• **Record list**:
- - -

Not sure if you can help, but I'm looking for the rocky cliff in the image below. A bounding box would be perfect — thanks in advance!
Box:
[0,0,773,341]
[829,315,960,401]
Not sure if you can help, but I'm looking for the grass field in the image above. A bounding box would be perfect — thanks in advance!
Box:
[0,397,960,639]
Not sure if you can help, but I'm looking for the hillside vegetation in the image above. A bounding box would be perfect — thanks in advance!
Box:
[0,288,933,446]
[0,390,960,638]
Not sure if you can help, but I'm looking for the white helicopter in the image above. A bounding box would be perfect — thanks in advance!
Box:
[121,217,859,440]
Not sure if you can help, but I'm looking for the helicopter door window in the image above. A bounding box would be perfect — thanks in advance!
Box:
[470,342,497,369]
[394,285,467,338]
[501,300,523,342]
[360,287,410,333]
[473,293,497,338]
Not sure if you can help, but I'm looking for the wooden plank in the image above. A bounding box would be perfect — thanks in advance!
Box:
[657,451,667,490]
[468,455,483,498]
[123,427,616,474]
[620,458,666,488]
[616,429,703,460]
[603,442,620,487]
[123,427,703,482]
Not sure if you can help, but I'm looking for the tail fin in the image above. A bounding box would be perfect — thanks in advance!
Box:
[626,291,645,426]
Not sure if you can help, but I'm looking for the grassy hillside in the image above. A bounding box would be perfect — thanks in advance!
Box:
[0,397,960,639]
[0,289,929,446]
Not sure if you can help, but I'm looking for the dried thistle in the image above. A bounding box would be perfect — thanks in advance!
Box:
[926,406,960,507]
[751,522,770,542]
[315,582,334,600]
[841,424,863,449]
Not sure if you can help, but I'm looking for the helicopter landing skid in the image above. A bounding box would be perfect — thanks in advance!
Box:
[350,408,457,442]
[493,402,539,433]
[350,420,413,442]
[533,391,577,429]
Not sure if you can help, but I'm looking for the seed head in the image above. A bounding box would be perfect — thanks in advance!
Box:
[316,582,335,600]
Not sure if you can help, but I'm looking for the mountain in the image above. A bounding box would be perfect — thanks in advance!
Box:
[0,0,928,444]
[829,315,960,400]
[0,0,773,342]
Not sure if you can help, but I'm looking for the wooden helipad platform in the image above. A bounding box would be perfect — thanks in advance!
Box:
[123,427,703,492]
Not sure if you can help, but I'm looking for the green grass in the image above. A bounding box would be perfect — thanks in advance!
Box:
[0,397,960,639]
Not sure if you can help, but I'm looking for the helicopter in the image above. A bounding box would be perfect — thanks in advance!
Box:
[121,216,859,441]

- - -

• **Your task**: Substitute "grassy slope" for "grassy hillside" in the lines of the material between the ones holding "for the grassy" and "[0,289,929,446]", inclusive. Give only those lines again, with nothing else changed.

• **Exercise result**:
Not sure if you can help, but I'm looking for the grassy slope in the image above. A bounding box would be perfect — thanks in advance!
Box:
[0,397,960,639]
[0,289,929,446]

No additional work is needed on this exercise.